## Teks Halaman
========================

Berita

Muhadjir Effendy/Net

Wawancara

WAWANCARA

Muhadjir Effendy: Sehabis Rapat, Saya Dipanggil Wapres, Kalau Moratorium UN Ditolak, Ya Tidak Apa-apa

SABTU, 10 DESEMBER 2016 | 09:10 WIB | HARIAN RAKYAT MERDEKA

Bekas Rektor Universitas Muhammadiyah Malang ini tak mempersoalkan keputusan Presiden yang meno­lak wacananya untuk menghentikan sementara Ujian Nasional (UN).

"Ya kalau nanti (wacana peng­hapusan sementara UN) dibatal­kan, ya berarti Ujian Nasional diselenggarakan, itu saja. Saya kan hanya membantu Presiden dan Wapres," ujarnya.

Kendati saat ini usulannya ditolak, Muhadjir tetap akan melakukan kajian yang lebih mendalam terkait penerapan UN, karena itu perintah Presiden Jokowi dalam rapat terbatas. "Selama ini UN itu di samping banyak positifnya kan juga ban­yak efek negatifnya. Jadi akan kami telaah secara seksama, supaya dampak-dampak negatif yang selama ini tidak dikehenda­ki bisa dikurangi semaksimal mungkin," paparnya. Berikut wawancara lengkapnya;


Kenapa anda tiba-tiba be­rencana melakukan morato­rium UN?

Gagasan moratorium UN sebenarnya muncul sebagai bagian dari rencana revisi pelak­sanaannya. Hal tersebut sejalan dengan program aksi Nawacita pemerintah, di mana salah satu programnya adalah mengevalu­asi pelaksanaan UN. Karena saya ini pembantu Presiden dan Wapres, ya saya melaksanakan visi beliau itu.

Kalau sesuai Nawacita kenapa ditolak Presiden?
Saya kurang tahu. Hanya saja sehabis rapat dengan Komisi X DPR, saya dipanggil Pak Jusuf Kalla. Dalam pertemuan yang berlangsung sekitar satu jam itu, Wapres memberikan banyak pengarahan untuk mengadopsi berbagai masukan dari berba­gai pihak, termasuk Komisi X DPR.

Apakah gara-gara anda tidak mengakomodir masukan tersebut?
Sebetulnya saya sudah berusa­ha untuk menampung semua sa­ran Pak Wapres. Saya usahakan untuk mengadopsi, untuk menerima masukan arahan beliau itu ke dalam rencana revisi Ujian Nasional. Dan kemudian dalam pengkajiannya kami menyim­pulkan bahwa Ujian Nasional itu sebaiknya dimoratorium. Jadi kalau ternyata memang dianggap belum, ya saya harus minta maaf.

Mengavaluasi pelaksanaan UN kan tidak harus dengan cara moratorium. Lalu kenapa kajian anda menyimpulkan demikian?

========================

## Cuplikan Data
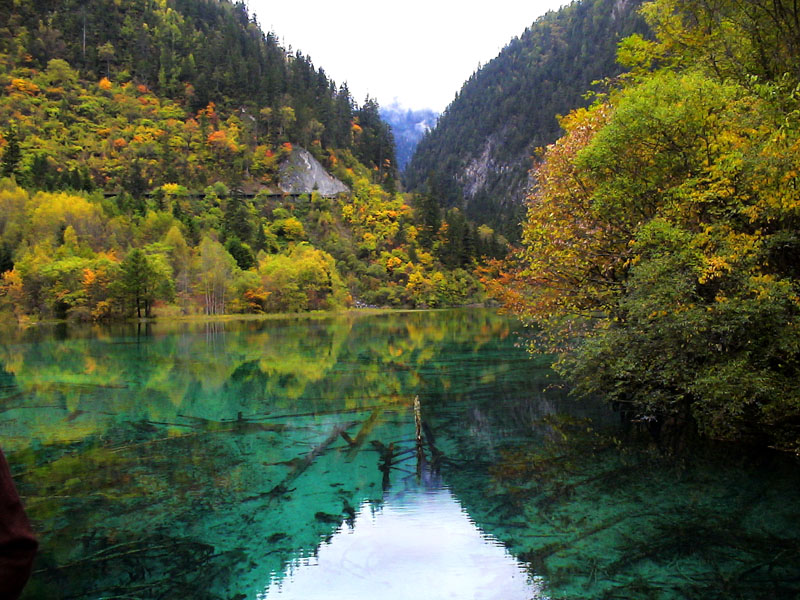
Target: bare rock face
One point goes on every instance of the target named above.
(301, 173)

========================

## Tugas Latihan
**a.** Tuliskan kembali bagian wawancara tentang Ujian Nasional yang diawali "Muhadjir Effendy: Sehabis" dan berlanjut sampai "Ujian Nasional (UN).", tanpa mengubah satu kata pun.
**b.** Berikan lanjutan wawancara tentang Ujian Nasional, mulai sesudah kalimat terakhir yang ada.

## Jawaban Latihan
**a.**
Muhadjir Effendy: Sehabis Rapat, Saya Dipanggil Wapres, Kalau Moratorium UN Ditolak, Ya Tidak Apa-apa

SABTU, 10 DESEMBER 2016 | 09:10 WIB | HARIAN RAKYAT MERDEKA

Bekas Rektor Universitas Muhammadiyah Malang ini tak mempersoalkan keputusan Presiden yang meno­lak wacananya untuk menghentikan sementara Ujian Nasional (UN).

**b.**
Berdasarkan kajian yang di­lakukan kami menyimpulkan, pada saat ini UN berfungsi untuk pemetaan dan tidak menentukan kelulusan peserta didik. Jadi ka­mi ingin mengembalikan evalu­asi pembelajaran siswa menjadi hak dan wewenang guru, baik secara pribadi maupun kolektif. Nanti untuk evaluasi nasional itu SMA/SMK diserahkan ke provinsi masing-masing, untuk SD dan SMP diserahkan ke kabupaten atau kota. Sementara negara cukup mengawasi dan membuat regulasi supaya stan­dar nasional benar-benar diter­apkan di masing-masing seko­lah. Ini yang saya sebut dengan Ujian Akhir Sekolah Berstandar Nasional (UASBN).

Apakah rencana itu bisa dilakukan, mengingat kondisi daerah dan sekolah di Indonesia tidak semuanya memadai?
Rencana moratorium ini disesuaikan dengan peralihan kewenangan pengelolaan seko­lah menjadi milik pemerintah daerah. Pemetaan berdasarkan hasil UN telah menunjukkan ada 30 persen sekolah yang sudah berada di atas standar nasional, sementara sisanya belum me­menuhi standar. Maka kami harus melakukan pembenahan-pem­benahan dulu. Kemendikbud akan membenahi sekitar 70 persen sekolah agar didongkrak melampaui standar nasional se­cara bertahap, dimulai dari yang paling di bawah standar.

Aspek apa saja yang akan didongkrak?
Aspek-aspek yang ditingkat­kan dalam pembenahan tersebut antara lain kualitas guru, proses bimbingan dan pembelajaran, revitalisasi sekolah, dan lingkun­gan. Biaya pembenahan sekolah yang masih di bawah standar tersebut menggunakan anggaran yang seharusnya digunakan un­tuk pelaksanaan ujian nasional.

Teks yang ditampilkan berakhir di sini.